» Description of the task: Quote, exactly, the line holding "Can you find the white chair?" and all lines after it to the end of the records below. Exclude pictures.

[Saved entries]
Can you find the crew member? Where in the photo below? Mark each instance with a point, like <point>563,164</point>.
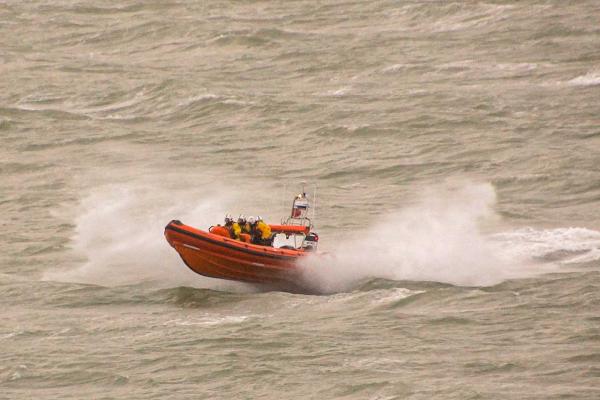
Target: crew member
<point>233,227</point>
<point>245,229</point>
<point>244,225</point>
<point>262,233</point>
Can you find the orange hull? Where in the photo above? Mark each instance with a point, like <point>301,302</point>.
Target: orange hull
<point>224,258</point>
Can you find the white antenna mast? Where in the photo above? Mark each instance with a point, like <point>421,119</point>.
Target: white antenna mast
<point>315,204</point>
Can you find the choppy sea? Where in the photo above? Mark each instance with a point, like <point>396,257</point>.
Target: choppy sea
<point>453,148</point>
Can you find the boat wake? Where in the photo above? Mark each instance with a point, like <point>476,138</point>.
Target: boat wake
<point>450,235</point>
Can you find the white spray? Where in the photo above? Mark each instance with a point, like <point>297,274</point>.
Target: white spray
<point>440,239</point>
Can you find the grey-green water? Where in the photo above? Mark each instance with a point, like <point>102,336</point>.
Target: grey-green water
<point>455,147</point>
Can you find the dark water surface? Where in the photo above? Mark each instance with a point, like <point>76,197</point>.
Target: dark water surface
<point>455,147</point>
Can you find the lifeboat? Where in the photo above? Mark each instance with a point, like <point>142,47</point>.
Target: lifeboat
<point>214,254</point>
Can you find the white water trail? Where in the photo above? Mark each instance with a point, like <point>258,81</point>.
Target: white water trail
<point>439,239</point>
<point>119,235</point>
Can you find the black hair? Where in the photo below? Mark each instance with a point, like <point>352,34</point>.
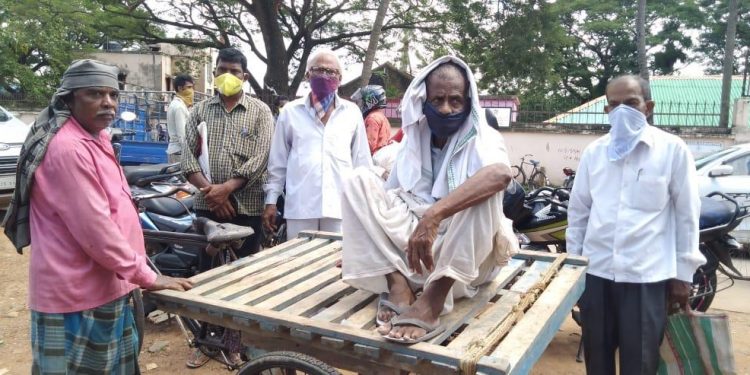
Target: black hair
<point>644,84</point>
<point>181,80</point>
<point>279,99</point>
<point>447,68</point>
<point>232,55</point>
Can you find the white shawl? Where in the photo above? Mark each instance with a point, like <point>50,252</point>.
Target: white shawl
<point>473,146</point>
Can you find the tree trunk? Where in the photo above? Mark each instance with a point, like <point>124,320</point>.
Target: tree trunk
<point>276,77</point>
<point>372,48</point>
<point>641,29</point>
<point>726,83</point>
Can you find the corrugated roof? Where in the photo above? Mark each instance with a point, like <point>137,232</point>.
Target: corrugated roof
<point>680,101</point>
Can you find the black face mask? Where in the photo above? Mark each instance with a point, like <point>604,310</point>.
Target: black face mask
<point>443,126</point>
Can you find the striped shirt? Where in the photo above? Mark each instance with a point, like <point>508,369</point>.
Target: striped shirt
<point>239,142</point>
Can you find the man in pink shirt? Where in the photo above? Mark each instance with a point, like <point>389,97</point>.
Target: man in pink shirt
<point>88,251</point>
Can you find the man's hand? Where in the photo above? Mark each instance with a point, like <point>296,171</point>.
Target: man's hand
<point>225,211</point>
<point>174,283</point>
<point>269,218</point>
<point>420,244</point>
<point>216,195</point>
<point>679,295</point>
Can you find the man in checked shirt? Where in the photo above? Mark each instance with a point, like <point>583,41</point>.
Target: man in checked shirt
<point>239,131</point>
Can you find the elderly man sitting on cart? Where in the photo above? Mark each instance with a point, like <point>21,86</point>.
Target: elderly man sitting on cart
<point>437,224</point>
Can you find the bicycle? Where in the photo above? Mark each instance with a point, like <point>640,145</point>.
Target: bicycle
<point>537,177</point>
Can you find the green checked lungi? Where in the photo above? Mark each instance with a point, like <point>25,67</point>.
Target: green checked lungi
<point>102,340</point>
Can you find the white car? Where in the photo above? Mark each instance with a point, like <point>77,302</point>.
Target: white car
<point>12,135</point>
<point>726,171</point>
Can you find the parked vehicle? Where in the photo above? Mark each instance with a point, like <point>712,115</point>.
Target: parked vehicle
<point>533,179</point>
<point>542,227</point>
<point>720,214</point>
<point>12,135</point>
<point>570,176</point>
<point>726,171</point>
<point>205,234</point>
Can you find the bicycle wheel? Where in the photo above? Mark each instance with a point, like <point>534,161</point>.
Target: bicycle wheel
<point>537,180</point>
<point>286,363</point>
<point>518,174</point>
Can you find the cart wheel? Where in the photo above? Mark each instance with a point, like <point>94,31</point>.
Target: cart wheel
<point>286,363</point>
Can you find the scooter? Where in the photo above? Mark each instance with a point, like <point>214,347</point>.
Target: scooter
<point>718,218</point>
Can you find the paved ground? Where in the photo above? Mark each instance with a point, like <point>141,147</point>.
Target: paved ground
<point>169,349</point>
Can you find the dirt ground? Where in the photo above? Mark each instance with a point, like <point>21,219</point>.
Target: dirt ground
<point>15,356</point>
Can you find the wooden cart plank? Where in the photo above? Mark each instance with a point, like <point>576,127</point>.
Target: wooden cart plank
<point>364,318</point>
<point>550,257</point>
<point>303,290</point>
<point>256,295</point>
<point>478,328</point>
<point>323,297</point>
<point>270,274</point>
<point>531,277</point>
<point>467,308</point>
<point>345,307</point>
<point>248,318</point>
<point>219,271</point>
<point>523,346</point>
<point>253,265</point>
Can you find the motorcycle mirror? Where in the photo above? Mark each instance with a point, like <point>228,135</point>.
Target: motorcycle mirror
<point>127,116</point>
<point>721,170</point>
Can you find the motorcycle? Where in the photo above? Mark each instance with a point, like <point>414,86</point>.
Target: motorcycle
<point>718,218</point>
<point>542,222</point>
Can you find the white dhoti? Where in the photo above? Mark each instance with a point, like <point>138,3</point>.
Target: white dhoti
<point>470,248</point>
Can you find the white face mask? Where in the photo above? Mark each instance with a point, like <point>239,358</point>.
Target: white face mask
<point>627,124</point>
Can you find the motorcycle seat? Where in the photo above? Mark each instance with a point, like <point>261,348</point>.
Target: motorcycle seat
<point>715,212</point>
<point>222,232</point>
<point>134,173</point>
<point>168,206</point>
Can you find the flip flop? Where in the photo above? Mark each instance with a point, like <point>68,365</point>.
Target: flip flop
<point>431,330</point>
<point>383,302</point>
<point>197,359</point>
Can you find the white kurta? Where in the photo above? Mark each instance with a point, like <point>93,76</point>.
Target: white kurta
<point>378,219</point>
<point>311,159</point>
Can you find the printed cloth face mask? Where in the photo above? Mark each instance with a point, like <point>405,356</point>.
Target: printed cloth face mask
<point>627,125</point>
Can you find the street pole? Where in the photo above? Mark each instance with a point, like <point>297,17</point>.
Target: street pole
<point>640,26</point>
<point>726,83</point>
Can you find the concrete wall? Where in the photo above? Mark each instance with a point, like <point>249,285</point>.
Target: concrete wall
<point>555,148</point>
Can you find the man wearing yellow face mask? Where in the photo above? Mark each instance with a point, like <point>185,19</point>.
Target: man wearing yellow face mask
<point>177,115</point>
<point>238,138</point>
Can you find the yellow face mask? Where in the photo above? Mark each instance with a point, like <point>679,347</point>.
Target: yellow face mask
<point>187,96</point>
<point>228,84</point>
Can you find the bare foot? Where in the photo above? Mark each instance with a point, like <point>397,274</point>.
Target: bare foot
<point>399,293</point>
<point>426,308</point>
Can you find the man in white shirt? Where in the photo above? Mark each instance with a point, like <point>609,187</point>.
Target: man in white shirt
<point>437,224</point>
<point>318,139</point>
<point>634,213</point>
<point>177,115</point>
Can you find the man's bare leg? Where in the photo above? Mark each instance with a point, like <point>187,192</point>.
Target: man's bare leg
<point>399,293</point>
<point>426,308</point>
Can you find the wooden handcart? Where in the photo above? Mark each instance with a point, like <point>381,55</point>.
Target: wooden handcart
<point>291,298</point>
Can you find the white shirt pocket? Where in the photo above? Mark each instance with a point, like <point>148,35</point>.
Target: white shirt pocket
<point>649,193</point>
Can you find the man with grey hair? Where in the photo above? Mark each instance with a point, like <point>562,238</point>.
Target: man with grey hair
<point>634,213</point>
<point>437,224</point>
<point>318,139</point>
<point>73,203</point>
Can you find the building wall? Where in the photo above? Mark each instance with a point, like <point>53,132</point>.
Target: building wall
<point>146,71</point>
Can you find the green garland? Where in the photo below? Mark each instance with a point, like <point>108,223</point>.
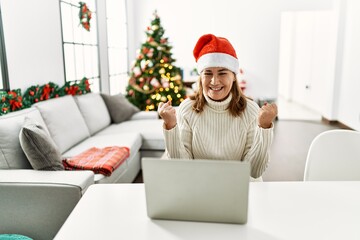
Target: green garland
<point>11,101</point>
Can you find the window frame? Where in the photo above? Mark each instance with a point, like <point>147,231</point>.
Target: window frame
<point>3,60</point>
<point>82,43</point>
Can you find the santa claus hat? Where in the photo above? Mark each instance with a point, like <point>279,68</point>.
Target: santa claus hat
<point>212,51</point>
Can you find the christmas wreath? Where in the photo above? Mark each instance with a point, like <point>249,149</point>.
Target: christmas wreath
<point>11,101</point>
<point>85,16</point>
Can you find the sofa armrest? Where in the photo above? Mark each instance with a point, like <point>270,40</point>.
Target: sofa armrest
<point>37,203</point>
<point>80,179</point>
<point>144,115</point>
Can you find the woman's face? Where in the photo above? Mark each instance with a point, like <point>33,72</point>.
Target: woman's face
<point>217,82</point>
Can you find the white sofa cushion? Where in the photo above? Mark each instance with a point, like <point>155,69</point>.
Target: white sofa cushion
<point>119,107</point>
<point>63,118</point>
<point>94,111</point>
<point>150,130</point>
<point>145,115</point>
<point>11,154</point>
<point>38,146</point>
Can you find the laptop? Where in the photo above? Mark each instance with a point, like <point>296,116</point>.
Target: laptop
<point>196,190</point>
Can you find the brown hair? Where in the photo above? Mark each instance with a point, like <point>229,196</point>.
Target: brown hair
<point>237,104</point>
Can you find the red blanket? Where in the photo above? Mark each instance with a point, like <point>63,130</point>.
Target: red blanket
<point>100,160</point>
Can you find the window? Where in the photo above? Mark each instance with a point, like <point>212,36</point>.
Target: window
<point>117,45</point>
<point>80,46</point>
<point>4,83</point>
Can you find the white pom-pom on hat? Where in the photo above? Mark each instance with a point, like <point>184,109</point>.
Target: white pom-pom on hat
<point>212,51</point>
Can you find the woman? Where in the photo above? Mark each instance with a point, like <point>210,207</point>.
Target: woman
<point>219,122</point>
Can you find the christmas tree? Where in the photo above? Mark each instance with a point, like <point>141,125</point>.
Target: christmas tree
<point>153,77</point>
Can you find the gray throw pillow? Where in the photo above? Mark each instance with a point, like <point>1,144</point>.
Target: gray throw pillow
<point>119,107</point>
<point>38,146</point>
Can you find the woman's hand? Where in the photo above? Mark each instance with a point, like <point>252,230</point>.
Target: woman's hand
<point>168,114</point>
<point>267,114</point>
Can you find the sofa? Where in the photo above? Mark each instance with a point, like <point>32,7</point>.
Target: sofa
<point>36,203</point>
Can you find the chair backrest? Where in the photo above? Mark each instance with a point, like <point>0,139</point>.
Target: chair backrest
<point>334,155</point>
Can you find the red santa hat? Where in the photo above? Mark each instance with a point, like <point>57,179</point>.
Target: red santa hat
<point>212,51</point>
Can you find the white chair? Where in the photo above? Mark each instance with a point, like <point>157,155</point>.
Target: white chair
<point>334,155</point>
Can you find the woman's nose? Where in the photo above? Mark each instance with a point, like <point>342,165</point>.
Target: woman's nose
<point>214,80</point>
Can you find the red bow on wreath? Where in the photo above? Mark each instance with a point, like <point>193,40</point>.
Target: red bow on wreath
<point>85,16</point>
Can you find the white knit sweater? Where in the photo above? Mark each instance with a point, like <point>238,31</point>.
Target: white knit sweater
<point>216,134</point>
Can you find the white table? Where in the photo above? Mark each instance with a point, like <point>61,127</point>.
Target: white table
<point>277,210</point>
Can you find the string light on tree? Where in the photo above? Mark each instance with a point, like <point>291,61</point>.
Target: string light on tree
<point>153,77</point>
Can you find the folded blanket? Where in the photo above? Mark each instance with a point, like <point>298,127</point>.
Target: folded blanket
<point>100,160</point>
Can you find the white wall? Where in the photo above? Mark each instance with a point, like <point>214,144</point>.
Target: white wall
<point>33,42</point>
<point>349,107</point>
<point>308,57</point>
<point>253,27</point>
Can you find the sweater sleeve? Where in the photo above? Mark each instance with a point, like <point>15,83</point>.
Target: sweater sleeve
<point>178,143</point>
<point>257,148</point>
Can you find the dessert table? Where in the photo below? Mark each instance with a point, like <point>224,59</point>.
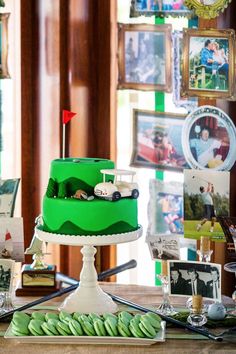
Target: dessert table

» Completed exercise:
Can you find the white chair? Where in the photo above? Mark each instance with a point, like <point>157,155</point>.
Target: white chair
<point>334,155</point>
Can you find the woman's nose? Where in the photo above? Mark each instance with a point, like <point>342,165</point>.
Target: woman's nose
<point>214,80</point>
Can you find the red bow on wreath? Where in the photo above? Mark each instance with a point, like <point>193,40</point>.
Target: red bow on wreath
<point>85,16</point>
Can you find the white knit sweater? Where in the photo above? Mark each instance with a point, like <point>238,31</point>.
Target: white knit sweater
<point>216,134</point>
Can you find the white table? Where in the photo above? Mark each instance with a point, like <point>61,127</point>.
Target: white table
<point>277,210</point>
Can you find the string light on tree? Where in the photo above? Mark each instance with a point, like <point>291,61</point>.
Target: string light on tree
<point>153,77</point>
Can you find the folded blanket? Where in the photo above? Mark each instance with a point, like <point>298,127</point>.
Target: folded blanket
<point>100,160</point>
Can you find the white wall? Where in the photo above? Mark each instance with a point, like <point>214,144</point>.
Target: white wall
<point>33,42</point>
<point>349,107</point>
<point>308,57</point>
<point>253,27</point>
Can you find the sweater sleeve? Where in the photo above? Mark each instance with a point, like <point>15,83</point>.
Target: sweater sleeve
<point>178,143</point>
<point>257,148</point>
Can you find the dessert table? Where in the photo below? Mark each instance with a point, like <point>224,59</point>.
Target: dessert table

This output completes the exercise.